Exercise description: Repeat every line below exactly as it reads.

Exercise inputs:
* * * * * * * * *
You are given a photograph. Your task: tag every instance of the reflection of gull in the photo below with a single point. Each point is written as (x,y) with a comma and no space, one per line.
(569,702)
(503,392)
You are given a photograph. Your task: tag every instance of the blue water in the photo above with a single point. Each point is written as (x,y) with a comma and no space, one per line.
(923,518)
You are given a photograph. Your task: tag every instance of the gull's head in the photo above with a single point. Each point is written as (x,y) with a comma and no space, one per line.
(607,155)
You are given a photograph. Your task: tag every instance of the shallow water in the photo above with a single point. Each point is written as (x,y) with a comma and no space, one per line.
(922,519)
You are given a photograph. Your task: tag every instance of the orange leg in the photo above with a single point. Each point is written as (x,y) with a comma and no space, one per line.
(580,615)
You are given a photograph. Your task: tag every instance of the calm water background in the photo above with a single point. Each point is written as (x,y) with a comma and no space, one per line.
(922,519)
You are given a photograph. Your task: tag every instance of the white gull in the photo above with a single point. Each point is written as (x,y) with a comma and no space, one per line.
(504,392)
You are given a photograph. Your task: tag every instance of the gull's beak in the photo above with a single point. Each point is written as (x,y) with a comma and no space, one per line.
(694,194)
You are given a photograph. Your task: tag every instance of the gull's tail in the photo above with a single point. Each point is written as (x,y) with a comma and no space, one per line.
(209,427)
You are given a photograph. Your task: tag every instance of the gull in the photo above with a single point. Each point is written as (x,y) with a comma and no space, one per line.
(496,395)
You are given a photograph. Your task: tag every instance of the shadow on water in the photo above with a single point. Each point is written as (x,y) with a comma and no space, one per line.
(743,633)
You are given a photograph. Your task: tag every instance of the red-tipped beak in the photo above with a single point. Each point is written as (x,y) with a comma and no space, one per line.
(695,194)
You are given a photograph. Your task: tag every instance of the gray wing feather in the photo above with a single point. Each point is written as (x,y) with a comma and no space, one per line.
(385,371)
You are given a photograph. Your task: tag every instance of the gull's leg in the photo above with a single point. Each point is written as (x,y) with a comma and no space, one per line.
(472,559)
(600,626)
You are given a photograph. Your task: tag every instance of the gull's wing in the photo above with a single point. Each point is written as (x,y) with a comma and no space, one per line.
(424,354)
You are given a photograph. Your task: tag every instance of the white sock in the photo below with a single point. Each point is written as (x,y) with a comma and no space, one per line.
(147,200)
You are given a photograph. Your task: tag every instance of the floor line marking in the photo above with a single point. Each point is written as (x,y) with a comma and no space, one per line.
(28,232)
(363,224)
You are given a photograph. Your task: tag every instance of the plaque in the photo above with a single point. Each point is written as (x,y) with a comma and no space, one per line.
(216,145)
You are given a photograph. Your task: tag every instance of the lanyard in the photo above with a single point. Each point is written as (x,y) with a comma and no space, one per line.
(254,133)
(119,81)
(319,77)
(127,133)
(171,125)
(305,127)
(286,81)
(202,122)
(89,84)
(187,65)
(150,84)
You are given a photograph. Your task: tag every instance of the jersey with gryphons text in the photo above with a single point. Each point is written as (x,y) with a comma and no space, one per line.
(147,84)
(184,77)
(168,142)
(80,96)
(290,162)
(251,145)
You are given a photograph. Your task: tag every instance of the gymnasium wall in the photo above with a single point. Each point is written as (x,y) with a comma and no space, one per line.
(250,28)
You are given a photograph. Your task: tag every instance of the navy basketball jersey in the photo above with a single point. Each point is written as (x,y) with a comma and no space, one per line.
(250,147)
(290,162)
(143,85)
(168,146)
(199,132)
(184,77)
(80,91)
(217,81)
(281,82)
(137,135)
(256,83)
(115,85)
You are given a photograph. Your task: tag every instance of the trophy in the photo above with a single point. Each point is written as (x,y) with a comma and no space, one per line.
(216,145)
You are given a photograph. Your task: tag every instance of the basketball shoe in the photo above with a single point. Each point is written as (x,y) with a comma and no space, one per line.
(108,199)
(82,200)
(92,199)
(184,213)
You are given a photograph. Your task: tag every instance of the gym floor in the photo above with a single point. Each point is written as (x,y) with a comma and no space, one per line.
* * * * * * * * *
Result for this exercise:
You are given a photograph. Your task: tag every instance of the reflection of gull in the photo below with a single point. Each point is written as (x,y) with a comma and no space, one per line.
(569,702)
(503,392)
You are given a photograph. Your task: tag every instance of the blue water in the photo above with a single point. Each point is written as (x,y) with a comma and no space, one per line.
(923,518)
You are given a photograph. Your task: tag every instance of the gull's head in the photo above with a single point. Each point is written as (x,y) with a comma and no space, one per line.
(607,155)
You are given a photograph. Your task: tag every instance of the shallow water in the photo above with a single point. Each point is written as (x,y) with a comma and no space, one per line.
(922,519)
You are given a photograph. Your task: tag every instance of the orange leg in the photo above with a single point. Each point is written as (x,y) with a comma and no space, one per line.
(580,615)
You are given a photograph. Your task: tag every instance of the calm water background in the photo above with a single point. Each point is written as (x,y) with a comma and no space, one per line.
(922,519)
You are given a photograph. Your task: tag every instance of the white gull in the photo above with a single point. Each point is written as (x,y) with a comma and no space, one per line.
(504,392)
You are given a photograph. Your task: tag every instance of the gull's beak in the photo above with a single point. Each point is written as (x,y) with a comma and no space, one per line.
(694,194)
You are given a photograph. Your task: tag every instance of the gull's tail in the photo above with a single point. Each point is written as (x,y) with a comma and no space, one per line.
(209,427)
You are given a photograph. Your task: tag every instance of the gull in the photo above with a single point. Each point is written as (x,y) with a comma and no space, one per line.
(496,395)
You are given a photograph. Your task: tag every instance of the shadow on water in the photo above with a single point. Each point is written as (x,y) with a comma and no space, one per line.
(743,633)
You are given a photograph. Your task: tag every instance of the red-tipped beak in the photo above with a single point. Each point is written as (x,y) with a comma and no space, one per line.
(695,194)
You are given a photograph. Your task: tag every instance of the gray wing feather in the photo above with a single point. Each point is written as (x,y) with a comma and no space, one per line.
(385,371)
You are given a photograph. Your task: tag every instance of the gull's leg in the photo above with a single point. Each point is written as (x,y) with a comma and no space, one per line.
(472,559)
(600,626)
You are given a photograph. Your task: tag every instance of the gull's wing in the photo above with a single point. Each point is written as (x,y) with a comma and no space, one per line.
(424,354)
You are given a photograph. Your task: tag every instance of the white sock in the photo below with a single point. Each point is written as (x,y) with a comma and no space, one per line.
(147,200)
You are given a photograph. Your task: tag every instance of the floor line marking in the photo above with a single point. Each point is written as (x,y) with a comma and no space, one per line.
(28,232)
(363,224)
You are given a photograph. Your task: tag every instance of the plaque in the photo above with a single point. Each point is written as (x,y) with a comma and no space, one per line.
(216,145)
You are given a photograph. Your task: tag every instance of the lanyard in the photo above with a single point. Each point is written as (x,y) with a comma and no space, one per line.
(254,133)
(119,81)
(319,77)
(127,133)
(171,125)
(305,127)
(286,81)
(202,122)
(89,84)
(187,65)
(150,84)
You are given a photograph. Your task: tag every instance of the jersey with gryphons text in the photo above with a single point. Each point is written as (x,y) with a comma and no space, one per line.
(147,84)
(184,77)
(168,142)
(80,96)
(290,162)
(251,145)
You are given a photograph. Your task: tag every instance of the gymnasium wall in the photo above with a single point. Each point is written as (x,y) with a comma and no space, one per line.
(250,28)
You are given a photograph. Your task: tag every instance of the navy basketball jersey in the photo above with a single point. Each point is written as (x,y) with a comma and no space, one per line.
(250,147)
(290,162)
(143,85)
(168,146)
(199,132)
(184,77)
(80,91)
(217,81)
(281,82)
(137,135)
(256,83)
(115,85)
You are given a photograph. Your task: tag every instance of the trophy in the photo above with a single point. Each point is written as (x,y) with a comma and no space, one per line.
(216,145)
You are given a photograph. Your task: tag every instance of the basketball shoe in the photo above with a single point. Each point is written as (x,y) with a comma and no space, one per line.
(108,199)
(82,200)
(92,199)
(184,213)
You are given a photograph. Your task: tag every instance of the gym floor in the photo above with a single point. Each point is written as (x,y) with a comma and no space, one per line.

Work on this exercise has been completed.